▶ _Goal of the exercise_:
Please change "photograph" to "picture" wherever it occurs in the items below and write the items out again with every other word unchanged. Leave the pictures out.

▶ _Material shown_:
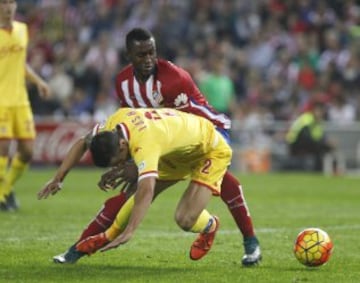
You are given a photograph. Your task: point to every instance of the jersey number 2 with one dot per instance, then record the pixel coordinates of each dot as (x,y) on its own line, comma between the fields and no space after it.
(206,167)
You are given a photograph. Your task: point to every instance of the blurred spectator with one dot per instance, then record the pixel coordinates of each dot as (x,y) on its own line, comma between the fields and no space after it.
(218,87)
(341,112)
(277,52)
(306,138)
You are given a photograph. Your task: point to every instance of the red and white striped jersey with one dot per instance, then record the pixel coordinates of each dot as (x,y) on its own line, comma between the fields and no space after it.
(170,86)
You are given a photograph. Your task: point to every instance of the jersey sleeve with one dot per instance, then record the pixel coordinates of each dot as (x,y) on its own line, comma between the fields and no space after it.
(197,103)
(146,159)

▶ _Exercise result_:
You are given a picture. Your task: point to every instance of the jersey number 2 with one dot per instance, then record the pixel coordinates of each dot as (x,y) on its own line, comma between the fields and no space after it.
(206,167)
You are given a picture. Your task: point to every instance of the blurred spectator with one dot per instance, then record the pixel coordinates of each dot as (x,y) on its own line, comma between the fields and no space after it.
(218,87)
(341,112)
(277,52)
(306,138)
You are given a picture. Your task: point to every instance of the red and white striped jersey with one dot per instance, then record the pixel coordinates of each dot as (x,y) on its own line, comma between the fields and no space after it.
(170,86)
You are given a picture. Your task: point to every instance of the jersey sleeve with one dot per instance, then record the pixel coordinates of each dot as (x,y) on its own line, comma between the fields and no space after it.
(197,103)
(146,159)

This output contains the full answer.